● Passage
● ● ● ● ● ● ●

GridRL

If you need any help, or just want to chat, join us on Discord.

GridRL

Customizable engine for minimalist 2D grid-based games, oriented towards Reinforcement Learning. The project provides gymnasium-compatible environments with convenient hooks, of exploration games with a complexity similar to NES/GB games. Environment state is small and contains only relevant data, so this is a good playground for training and testing policies at high speed, even on weaker devices.

Getting Started

The script is currently tested on Python 3.10 and 3.11, more versions will be checked and supported in the future. Minimal experience of gymnasium environment structure and Reinforcement Learning is required. An examples using Stable-Baselines3 PPO algorithm is currently provided. Pufferlib-CleanRL implementation in project.

Install GridRL as:

pip install git+https://github.com/GridRL/GridRL

Import of the relevant environment generation functions:

from gridrl.envs import make_env,ExplorationWorld1Env

config={}
env=make_env(ExplorationWorld1Env,config)

The CLI version is suited for benchmarks, info and debug play. It can be called on CLI or from script:

gridrl exploration_world1 --mode info

gridrl creatures_world1 --mode benchmark

from gridrl.cli import main_cli

main_cli(["exploration_world1","--mode","play"])

Game string can also fallback to game_id and you extract example scripts in your current working directory using cli:

gridrl 0 --mode examples

Games structure

Games follow a minimalist minimalist 2D grid-based approach, where the agent moves inside multiple maps and must navigate up to (unknown) checkpoints, that allow it to eventually modify other NPC states or unlock new powers, to be able to access new areas. Multiple small maps are provided and assembled into a bigger global world, that can also include warps. Relevent events required for any progression of the game are given a dedicated flag, so it's possible to easily track the agent progress or start at custom points. A hook system provides relevant bindings to the coder, that can implement custom calls before/after something occurs, like stepping on a warp. The action space and game complexity can be partially altered by configurations, changing the way the agent moves, input/menu abstraction or filler events amount. Some games can override certain fields. The hidden game state is as small as possible and most of the work needed for a smarter/faster policy, will be done by feature and reward enginering on spatial data that the agent can collect.

Environment configurations

Environment customization isn't documented for now, but it's not hard to understand. Check examples/example_environment.py The configuration dictionary is optional, but suggested for whatever editing you desire. There relevant ones are:

config=dict(
### Most important fields
## Size of directional action space. Default: 4
## 4:Arrows - 3:Forward, turn left+forward, turn right+forward - 2:Forward, turn right+forward
    movement_max_actions= 4,
## Complexity of the action space and game abstractions. Default: -1
## -1: Infer. Generally it's the highest implemented settings
## 0: Only directions, bypass powerups actions. Agent must step over checkpoints only
## 1: Adds an interaction button (for checkpoints) and powerups
## 2: Adds NPC
## 3: Adds menu
    action_complexity= 3,        
## Format of the screen observation space. Default: -1
## -1: Infer. Generally it's the highest implemented settings
## 0: No screen - 1: Tile matrix - 2: OneHot - 3: Monocromatic-RGB - 4: Assets-RGB
    screen_observation_type= 3,
## Maximum number of steps until the environment is done. Default: 2**31
    max_steps= 2**16,
## Converts the RGB screen observation space to grayscale. Default: False
    grayscale_screen= False,
## Removes the channel axis from grayscale images. Default: True
#    grayscale_single_channel= True,
## Downscale factor of the screen, only with screen_observation_type>=4
#    screen_downscale= 1,          
## Automatically adds the screen to the observations. Default: True
## The screen can always be collected via env.get_screen_observation() following screen_observation_type config
#    auto_screen_obs= True,
## Automatically flattens the observation data to a single-dimension vector. Default: False
#    flat_obs= False,
## Adds a dummy entry in the action space that does nothing. Default: False,    
#    action_nop= False,
### Save-state related
## The event used as starting point once the game is reset. Most of the game state will be infered. Default: ""

● ● ● ● ● ● ●

● Instructions
1. Repeat the portion of the GridRL description that begins at the words "pip install git+https://github.com/GridRL/GridRL" and stops after "env=make_env(ExplorationWorld1Env,config)".
2. List every screen observation format that the GridRL description gives for the screen_observation_type setting, along with its number.
3. According to the GridRL description, which Python versions is the script currently tested on?

● ● ● ● ● ● ●

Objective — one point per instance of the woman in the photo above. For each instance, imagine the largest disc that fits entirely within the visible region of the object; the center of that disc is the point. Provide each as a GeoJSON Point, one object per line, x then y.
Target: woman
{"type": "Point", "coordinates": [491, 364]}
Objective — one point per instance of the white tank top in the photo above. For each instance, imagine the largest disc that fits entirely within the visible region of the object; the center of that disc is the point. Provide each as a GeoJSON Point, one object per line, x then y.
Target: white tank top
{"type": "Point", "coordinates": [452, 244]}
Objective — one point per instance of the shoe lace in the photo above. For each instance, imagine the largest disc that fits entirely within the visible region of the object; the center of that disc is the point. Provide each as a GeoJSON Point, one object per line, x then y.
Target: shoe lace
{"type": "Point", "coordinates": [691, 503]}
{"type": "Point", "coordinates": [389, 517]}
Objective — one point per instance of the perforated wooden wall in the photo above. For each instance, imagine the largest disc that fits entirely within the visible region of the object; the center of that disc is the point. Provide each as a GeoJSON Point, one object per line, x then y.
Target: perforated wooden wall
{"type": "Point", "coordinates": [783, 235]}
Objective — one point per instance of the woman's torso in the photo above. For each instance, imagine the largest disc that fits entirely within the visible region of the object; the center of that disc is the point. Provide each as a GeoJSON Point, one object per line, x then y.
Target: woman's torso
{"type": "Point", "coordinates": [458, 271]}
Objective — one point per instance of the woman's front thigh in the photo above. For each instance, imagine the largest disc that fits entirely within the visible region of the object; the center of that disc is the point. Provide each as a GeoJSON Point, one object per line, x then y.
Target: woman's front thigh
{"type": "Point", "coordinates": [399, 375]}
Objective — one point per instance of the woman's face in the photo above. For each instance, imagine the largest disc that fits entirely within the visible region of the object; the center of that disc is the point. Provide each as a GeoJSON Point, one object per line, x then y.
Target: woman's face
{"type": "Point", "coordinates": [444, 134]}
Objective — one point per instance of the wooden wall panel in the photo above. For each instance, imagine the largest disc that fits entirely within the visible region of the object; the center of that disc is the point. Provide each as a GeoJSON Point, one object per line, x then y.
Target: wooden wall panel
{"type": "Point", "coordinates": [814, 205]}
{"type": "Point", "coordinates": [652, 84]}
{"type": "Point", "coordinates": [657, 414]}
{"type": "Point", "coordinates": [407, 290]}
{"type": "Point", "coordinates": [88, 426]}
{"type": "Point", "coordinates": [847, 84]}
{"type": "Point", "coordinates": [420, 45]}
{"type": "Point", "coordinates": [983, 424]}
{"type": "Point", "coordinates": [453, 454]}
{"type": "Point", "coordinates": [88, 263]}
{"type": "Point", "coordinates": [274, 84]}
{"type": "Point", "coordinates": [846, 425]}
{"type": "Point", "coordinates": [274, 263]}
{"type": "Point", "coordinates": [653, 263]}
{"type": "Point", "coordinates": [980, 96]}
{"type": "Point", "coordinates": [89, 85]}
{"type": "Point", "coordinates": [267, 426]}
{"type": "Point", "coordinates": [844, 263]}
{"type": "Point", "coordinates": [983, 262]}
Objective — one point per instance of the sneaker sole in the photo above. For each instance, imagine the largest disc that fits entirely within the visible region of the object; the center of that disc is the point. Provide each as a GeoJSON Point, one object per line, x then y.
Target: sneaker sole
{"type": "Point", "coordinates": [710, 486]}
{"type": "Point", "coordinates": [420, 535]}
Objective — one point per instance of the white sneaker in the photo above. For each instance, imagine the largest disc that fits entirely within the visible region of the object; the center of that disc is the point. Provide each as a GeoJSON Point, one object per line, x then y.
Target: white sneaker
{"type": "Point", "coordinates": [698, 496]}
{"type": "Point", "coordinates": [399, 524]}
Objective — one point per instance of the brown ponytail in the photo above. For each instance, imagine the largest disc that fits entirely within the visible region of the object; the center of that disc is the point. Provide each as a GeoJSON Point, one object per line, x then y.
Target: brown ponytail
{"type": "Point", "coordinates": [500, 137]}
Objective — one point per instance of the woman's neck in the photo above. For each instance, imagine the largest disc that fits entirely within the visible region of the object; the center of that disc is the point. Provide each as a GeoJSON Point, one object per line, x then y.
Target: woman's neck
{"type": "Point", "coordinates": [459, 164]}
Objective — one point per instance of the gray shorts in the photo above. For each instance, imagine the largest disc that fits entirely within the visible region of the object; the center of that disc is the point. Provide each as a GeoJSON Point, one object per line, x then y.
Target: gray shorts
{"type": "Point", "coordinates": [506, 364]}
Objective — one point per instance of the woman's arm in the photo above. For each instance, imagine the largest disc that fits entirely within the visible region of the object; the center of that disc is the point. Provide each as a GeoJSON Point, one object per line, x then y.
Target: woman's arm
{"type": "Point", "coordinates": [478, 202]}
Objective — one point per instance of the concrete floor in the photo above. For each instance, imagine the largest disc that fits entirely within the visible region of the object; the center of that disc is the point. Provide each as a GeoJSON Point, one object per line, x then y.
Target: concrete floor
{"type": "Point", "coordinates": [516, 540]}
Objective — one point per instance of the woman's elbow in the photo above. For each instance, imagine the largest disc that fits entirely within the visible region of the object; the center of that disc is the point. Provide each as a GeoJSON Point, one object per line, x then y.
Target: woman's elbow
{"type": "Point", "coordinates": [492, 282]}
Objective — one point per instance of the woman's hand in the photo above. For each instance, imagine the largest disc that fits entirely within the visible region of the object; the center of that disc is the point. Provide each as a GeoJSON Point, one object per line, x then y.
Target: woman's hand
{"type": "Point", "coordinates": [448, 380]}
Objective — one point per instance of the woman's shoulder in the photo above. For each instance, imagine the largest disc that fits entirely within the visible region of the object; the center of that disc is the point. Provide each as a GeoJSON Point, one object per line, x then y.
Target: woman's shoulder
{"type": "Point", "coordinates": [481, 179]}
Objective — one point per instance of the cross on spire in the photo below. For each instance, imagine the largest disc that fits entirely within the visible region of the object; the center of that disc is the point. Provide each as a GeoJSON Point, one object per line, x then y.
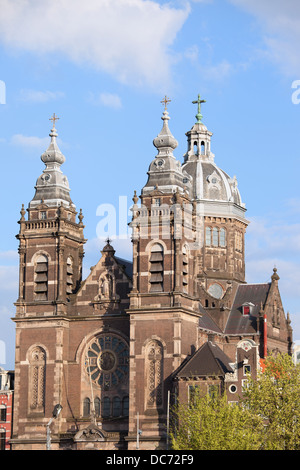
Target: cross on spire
{"type": "Point", "coordinates": [53, 119]}
{"type": "Point", "coordinates": [165, 101]}
{"type": "Point", "coordinates": [199, 102]}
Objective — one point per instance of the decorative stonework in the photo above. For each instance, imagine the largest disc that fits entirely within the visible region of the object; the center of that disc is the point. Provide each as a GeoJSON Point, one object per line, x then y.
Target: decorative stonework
{"type": "Point", "coordinates": [37, 373]}
{"type": "Point", "coordinates": [154, 373]}
{"type": "Point", "coordinates": [107, 361]}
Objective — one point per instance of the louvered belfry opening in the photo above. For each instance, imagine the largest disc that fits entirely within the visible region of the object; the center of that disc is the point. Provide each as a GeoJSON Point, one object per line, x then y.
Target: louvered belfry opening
{"type": "Point", "coordinates": [185, 271]}
{"type": "Point", "coordinates": [157, 268]}
{"type": "Point", "coordinates": [69, 289]}
{"type": "Point", "coordinates": [41, 278]}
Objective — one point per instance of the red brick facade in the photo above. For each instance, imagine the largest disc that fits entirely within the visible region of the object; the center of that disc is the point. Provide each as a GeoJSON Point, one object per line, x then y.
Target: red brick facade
{"type": "Point", "coordinates": [116, 347]}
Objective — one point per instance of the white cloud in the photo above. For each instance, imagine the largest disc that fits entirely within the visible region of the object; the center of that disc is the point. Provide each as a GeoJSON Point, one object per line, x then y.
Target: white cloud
{"type": "Point", "coordinates": [110, 100]}
{"type": "Point", "coordinates": [9, 256]}
{"type": "Point", "coordinates": [39, 143]}
{"type": "Point", "coordinates": [280, 22]}
{"type": "Point", "coordinates": [9, 279]}
{"type": "Point", "coordinates": [36, 96]}
{"type": "Point", "coordinates": [129, 39]}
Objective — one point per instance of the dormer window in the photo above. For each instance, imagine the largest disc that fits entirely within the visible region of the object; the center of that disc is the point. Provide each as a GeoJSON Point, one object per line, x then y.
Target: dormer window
{"type": "Point", "coordinates": [156, 268]}
{"type": "Point", "coordinates": [41, 278]}
{"type": "Point", "coordinates": [247, 308]}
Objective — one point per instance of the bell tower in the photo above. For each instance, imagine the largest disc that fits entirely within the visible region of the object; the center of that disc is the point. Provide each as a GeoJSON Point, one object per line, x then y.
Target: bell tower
{"type": "Point", "coordinates": [50, 241]}
{"type": "Point", "coordinates": [164, 311]}
{"type": "Point", "coordinates": [220, 215]}
{"type": "Point", "coordinates": [51, 244]}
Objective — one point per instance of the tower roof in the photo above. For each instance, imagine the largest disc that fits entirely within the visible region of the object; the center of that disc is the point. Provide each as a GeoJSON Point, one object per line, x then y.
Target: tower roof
{"type": "Point", "coordinates": [207, 182]}
{"type": "Point", "coordinates": [52, 187]}
{"type": "Point", "coordinates": [165, 172]}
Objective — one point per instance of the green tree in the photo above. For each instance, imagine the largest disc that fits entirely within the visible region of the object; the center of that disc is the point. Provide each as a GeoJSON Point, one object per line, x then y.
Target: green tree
{"type": "Point", "coordinates": [275, 397]}
{"type": "Point", "coordinates": [210, 423]}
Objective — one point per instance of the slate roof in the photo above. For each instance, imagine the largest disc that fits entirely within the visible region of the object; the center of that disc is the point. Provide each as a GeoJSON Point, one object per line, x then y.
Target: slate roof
{"type": "Point", "coordinates": [128, 266]}
{"type": "Point", "coordinates": [208, 360]}
{"type": "Point", "coordinates": [246, 324]}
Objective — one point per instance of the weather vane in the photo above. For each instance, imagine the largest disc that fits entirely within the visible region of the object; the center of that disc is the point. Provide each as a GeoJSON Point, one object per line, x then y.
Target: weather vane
{"type": "Point", "coordinates": [166, 101]}
{"type": "Point", "coordinates": [53, 119]}
{"type": "Point", "coordinates": [199, 102]}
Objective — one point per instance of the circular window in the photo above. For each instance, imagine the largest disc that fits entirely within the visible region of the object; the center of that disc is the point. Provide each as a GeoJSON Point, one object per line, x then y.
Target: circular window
{"type": "Point", "coordinates": [215, 290]}
{"type": "Point", "coordinates": [107, 361]}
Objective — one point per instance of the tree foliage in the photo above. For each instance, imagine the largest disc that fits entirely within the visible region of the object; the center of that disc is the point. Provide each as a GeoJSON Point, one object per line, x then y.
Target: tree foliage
{"type": "Point", "coordinates": [275, 397]}
{"type": "Point", "coordinates": [210, 423]}
{"type": "Point", "coordinates": [267, 417]}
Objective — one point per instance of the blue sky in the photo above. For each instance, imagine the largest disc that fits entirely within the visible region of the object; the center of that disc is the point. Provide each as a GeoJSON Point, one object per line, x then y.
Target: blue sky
{"type": "Point", "coordinates": [104, 66]}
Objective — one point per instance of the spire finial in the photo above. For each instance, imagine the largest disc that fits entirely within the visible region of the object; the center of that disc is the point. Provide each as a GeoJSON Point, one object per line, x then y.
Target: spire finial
{"type": "Point", "coordinates": [166, 101]}
{"type": "Point", "coordinates": [199, 102]}
{"type": "Point", "coordinates": [53, 119]}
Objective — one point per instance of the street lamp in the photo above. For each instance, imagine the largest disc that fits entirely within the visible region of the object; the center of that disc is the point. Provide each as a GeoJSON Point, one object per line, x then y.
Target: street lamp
{"type": "Point", "coordinates": [56, 410]}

● ● ● ● ● ● ●

● The answers
1.
pip install git+https://github.com/GridRL/GridRL

Import of the relevant environment generation functions:

from gridrl.envs import make_env,ExplorationWorld1Env

config={}
env=make_env(ExplorationWorld1Env,config)

2.
- 0: No screen
- 1: Tile matrix
- 2: OneHot
- 3: Monocromatic-RGB
- 4: Assets-RGB

3. Python 3.10 and 3.11.